• [YOUR INSTRUCTIONS]
Transcribe the listing below only from the line with "Where can you see the clear" up to and including the line with "Where can you see the candle-style".

--

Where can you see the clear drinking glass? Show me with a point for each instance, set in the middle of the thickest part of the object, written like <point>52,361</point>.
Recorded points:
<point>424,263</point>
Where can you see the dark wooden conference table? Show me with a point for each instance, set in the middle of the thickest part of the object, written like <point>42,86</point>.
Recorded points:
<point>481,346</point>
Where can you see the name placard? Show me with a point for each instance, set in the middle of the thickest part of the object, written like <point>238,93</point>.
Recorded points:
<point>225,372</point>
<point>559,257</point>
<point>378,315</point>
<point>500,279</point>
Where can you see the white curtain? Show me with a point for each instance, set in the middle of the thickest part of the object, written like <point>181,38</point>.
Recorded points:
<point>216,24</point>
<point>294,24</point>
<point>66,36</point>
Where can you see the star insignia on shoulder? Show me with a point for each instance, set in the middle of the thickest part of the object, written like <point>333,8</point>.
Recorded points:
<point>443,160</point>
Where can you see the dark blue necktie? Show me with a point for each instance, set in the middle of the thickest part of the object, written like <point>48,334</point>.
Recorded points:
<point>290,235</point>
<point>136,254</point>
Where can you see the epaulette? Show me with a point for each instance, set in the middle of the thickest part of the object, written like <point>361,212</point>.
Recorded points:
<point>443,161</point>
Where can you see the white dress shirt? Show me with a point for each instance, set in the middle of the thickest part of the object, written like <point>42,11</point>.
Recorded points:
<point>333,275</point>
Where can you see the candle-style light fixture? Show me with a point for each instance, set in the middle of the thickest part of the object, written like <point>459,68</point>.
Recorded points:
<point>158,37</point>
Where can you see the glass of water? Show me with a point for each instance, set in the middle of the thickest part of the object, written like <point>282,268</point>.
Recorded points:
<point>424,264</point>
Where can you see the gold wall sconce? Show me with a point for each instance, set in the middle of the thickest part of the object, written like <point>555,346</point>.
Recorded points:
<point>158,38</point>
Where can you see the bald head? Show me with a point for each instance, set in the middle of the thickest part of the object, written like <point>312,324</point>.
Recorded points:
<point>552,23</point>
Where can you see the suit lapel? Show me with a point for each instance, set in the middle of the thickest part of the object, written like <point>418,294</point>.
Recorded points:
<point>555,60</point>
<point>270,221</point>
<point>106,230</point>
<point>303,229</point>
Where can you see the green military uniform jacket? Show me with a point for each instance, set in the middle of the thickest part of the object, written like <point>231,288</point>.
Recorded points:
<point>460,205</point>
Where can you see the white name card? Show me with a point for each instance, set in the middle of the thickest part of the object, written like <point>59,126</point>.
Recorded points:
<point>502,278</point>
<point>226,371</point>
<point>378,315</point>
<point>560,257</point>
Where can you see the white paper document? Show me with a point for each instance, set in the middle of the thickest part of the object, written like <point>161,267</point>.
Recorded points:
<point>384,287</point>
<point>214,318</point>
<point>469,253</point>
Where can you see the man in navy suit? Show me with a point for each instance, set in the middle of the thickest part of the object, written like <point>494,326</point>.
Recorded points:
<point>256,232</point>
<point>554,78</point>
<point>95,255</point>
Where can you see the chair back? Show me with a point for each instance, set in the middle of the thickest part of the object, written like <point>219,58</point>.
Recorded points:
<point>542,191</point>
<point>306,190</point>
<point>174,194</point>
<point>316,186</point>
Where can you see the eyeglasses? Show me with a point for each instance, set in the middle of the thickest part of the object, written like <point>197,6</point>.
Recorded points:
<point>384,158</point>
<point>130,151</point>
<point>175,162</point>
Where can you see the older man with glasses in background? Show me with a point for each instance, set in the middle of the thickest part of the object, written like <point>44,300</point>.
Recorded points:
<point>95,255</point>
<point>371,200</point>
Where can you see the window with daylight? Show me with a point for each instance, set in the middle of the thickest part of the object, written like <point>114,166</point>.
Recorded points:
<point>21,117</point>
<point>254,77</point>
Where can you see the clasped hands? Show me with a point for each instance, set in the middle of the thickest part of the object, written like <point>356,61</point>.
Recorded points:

--

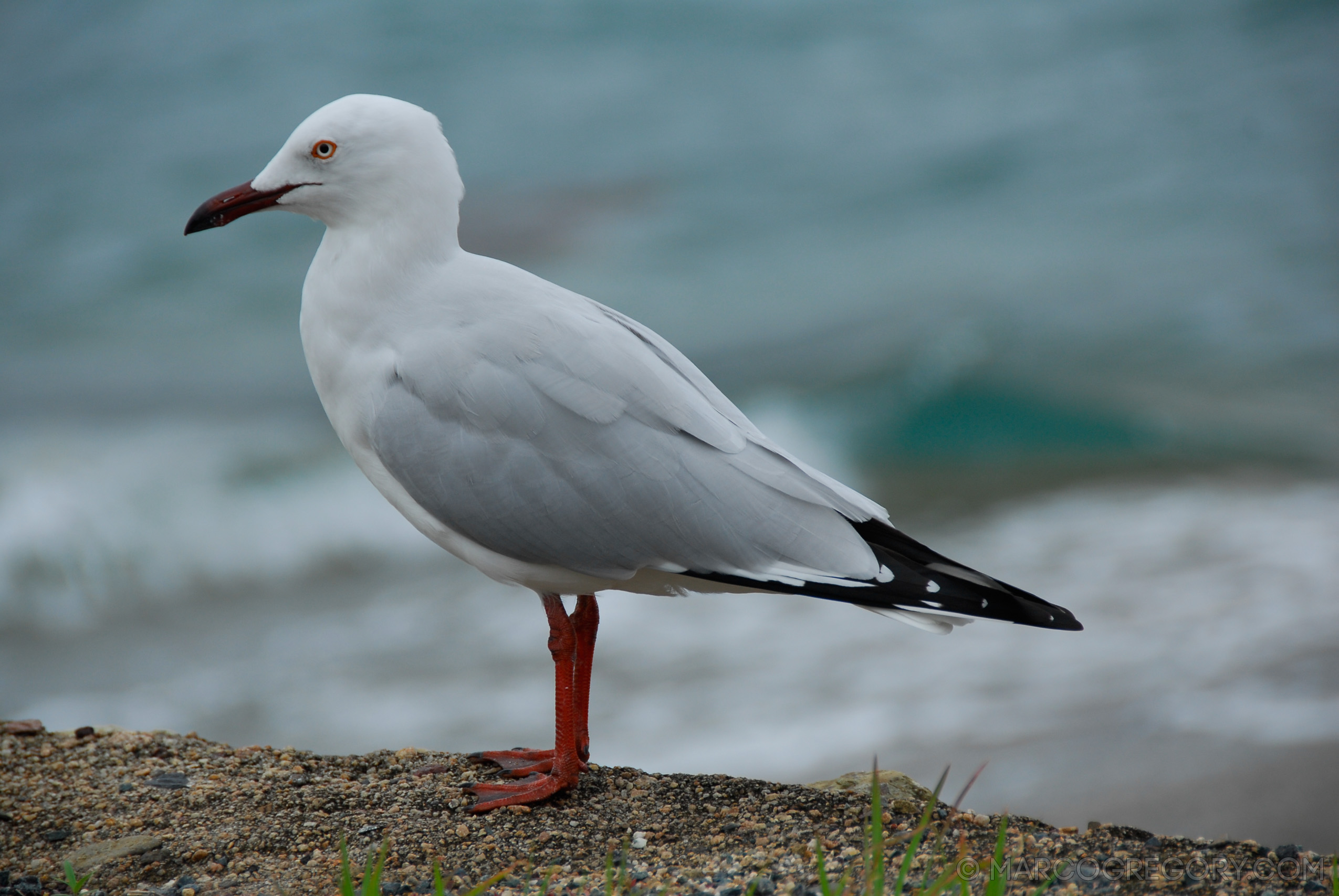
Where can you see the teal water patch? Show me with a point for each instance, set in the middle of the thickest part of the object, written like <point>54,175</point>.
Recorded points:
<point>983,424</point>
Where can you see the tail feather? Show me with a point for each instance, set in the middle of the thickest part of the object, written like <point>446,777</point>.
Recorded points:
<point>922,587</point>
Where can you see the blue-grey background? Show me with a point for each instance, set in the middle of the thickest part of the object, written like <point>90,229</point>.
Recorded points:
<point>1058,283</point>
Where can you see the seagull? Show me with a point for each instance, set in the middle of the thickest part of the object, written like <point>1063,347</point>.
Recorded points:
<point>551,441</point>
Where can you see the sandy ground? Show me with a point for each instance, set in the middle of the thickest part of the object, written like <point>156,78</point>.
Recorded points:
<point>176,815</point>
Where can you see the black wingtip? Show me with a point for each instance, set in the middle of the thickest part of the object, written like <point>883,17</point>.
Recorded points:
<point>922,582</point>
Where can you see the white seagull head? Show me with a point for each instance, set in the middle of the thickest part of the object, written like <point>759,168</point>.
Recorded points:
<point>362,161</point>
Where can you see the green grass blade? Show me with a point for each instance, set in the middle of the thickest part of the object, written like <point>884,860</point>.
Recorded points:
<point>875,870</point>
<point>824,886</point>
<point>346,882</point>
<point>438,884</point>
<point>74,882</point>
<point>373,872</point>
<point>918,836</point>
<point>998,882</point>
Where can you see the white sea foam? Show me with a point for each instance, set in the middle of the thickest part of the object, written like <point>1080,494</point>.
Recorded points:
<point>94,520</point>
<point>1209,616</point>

--

• [RESPONSE TO THE EXERCISE]
Where can you see the clear drinking glass? Show me with a point for each instance, set in the middle of the thickest part of the object, written like <point>52,361</point>.
Recorded points:
<point>424,263</point>
Where can you see the dark wooden conference table? Show me with a point for each instance, set in the middle of the thickest part of the object, written like <point>42,86</point>.
Recorded points:
<point>481,346</point>
Where can you see the name placard? Show me with a point for each instance, set in the middle of the thickest part of the object, written like <point>238,93</point>.
Recorded points:
<point>225,372</point>
<point>559,257</point>
<point>378,315</point>
<point>500,279</point>
Where can you see the white curtain? Show me with a point for each instance, set in the middle of the thickest part of the object, written like <point>181,38</point>.
Recorded points:
<point>216,24</point>
<point>294,24</point>
<point>66,36</point>
Where can you see the star insignia on shoulder? Show me with a point for each instance, set in the middle of the thickest part of the object, written like <point>333,8</point>.
Recorded points:
<point>443,160</point>
Where can you see the dark blue necktie? Show me with a point for each instance, set in the middle of the thickest part of the object, written like <point>48,334</point>.
Recorded points:
<point>290,235</point>
<point>136,254</point>
Where can you see the epaulette? Show me with a point for each instance, set in the middle of the thickest part of the object, written like <point>361,212</point>.
Recorded points:
<point>443,161</point>
Where can you see the white dress shirt? Show me with a point for each instance, set in the middle of the thickest part of the object, written like <point>42,11</point>.
Recorded points:
<point>333,275</point>
Where can you see the candle-style light fixture? Show me with a point for each instance, set in the middle of the thickest part of the object, written like <point>459,68</point>.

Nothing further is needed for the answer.